## Saved data entries
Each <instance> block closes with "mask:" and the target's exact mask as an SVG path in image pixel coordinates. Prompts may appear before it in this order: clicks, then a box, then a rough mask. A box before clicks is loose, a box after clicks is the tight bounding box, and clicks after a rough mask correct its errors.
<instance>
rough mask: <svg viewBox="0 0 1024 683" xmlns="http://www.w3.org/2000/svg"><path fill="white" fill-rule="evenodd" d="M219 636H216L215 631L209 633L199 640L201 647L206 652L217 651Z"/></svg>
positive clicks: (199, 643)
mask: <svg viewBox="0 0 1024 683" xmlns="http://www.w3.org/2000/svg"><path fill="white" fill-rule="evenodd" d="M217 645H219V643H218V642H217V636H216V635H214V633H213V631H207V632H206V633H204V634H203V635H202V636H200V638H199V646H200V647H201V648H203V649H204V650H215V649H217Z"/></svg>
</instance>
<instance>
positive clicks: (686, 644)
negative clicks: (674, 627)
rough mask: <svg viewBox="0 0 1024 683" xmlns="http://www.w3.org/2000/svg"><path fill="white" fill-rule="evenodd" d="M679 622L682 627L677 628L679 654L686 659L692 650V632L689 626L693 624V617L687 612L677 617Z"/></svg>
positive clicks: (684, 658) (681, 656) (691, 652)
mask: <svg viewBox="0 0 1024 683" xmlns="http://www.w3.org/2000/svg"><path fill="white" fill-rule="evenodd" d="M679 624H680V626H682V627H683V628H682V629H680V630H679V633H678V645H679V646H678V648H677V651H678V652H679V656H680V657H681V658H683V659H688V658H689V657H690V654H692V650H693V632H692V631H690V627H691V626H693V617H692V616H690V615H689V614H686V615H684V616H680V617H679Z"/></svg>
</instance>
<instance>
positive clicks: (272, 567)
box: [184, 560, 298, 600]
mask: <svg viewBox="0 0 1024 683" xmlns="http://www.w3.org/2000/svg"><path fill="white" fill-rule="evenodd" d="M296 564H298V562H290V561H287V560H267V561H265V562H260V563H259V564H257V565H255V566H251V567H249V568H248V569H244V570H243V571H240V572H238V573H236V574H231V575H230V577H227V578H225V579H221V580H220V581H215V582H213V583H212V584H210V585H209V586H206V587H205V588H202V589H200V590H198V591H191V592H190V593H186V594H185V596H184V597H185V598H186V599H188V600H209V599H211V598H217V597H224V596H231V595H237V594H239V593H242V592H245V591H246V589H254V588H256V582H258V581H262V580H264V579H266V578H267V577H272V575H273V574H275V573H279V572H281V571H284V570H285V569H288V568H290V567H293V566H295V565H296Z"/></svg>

## Problem to work on
Retype all the records, matching them exactly.

## Solution
Each <instance> block closes with "mask:" and the target's exact mask as an SVG path in image pixel coordinates. Prompts may appear before it in this order: clicks, then a box, then a rough mask. A box before clicks is loose, a box after clicks is the tight bounding box, and clicks after a rough mask correct its errors.
<instance>
rough mask: <svg viewBox="0 0 1024 683" xmlns="http://www.w3.org/2000/svg"><path fill="white" fill-rule="evenodd" d="M219 636H216L215 631L209 633L199 640L201 647L206 652L217 651Z"/></svg>
positive clicks: (199, 643)
mask: <svg viewBox="0 0 1024 683" xmlns="http://www.w3.org/2000/svg"><path fill="white" fill-rule="evenodd" d="M217 645H219V643H218V642H217V636H216V635H214V633H213V631H207V632H206V633H204V634H203V635H202V636H200V638H199V646H200V647H201V648H203V649H204V650H215V649H217Z"/></svg>
</instance>
<instance>
positive clicks: (686, 644)
negative clicks: (674, 627)
rough mask: <svg viewBox="0 0 1024 683" xmlns="http://www.w3.org/2000/svg"><path fill="white" fill-rule="evenodd" d="M679 622L682 627L677 628L679 654L686 659L692 650V632L689 626L693 624V617L687 612L677 617Z"/></svg>
positive clicks: (684, 658) (681, 656) (691, 652)
mask: <svg viewBox="0 0 1024 683" xmlns="http://www.w3.org/2000/svg"><path fill="white" fill-rule="evenodd" d="M679 624H680V626H682V627H683V628H682V629H680V630H679V633H678V645H679V646H678V648H677V651H678V652H679V656H680V657H681V658H683V659H688V658H689V657H690V654H692V650H693V632H692V631H690V627H691V626H693V617H692V616H690V615H689V614H686V615H684V616H680V617H679Z"/></svg>
</instance>
<instance>
positive clicks: (272, 567)
box: [184, 560, 298, 600]
mask: <svg viewBox="0 0 1024 683" xmlns="http://www.w3.org/2000/svg"><path fill="white" fill-rule="evenodd" d="M296 564H298V562H290V561H287V560H267V561H265V562H260V563H259V564H257V565H255V566H251V567H249V568H248V569H244V570H243V571H240V572H238V573H236V574H231V575H230V577H227V578H225V579H221V580H220V581H215V582H213V583H212V584H210V585H209V586H206V587H205V588H202V589H200V590H198V591H191V592H190V593H186V594H185V596H184V597H185V598H186V599H188V600H209V599H211V598H217V597H224V596H231V595H237V594H239V593H242V592H245V591H246V589H254V588H256V582H258V581H262V580H264V579H266V578H267V577H272V575H273V574H275V573H279V572H281V571H284V570H285V569H288V568H290V567H293V566H295V565H296Z"/></svg>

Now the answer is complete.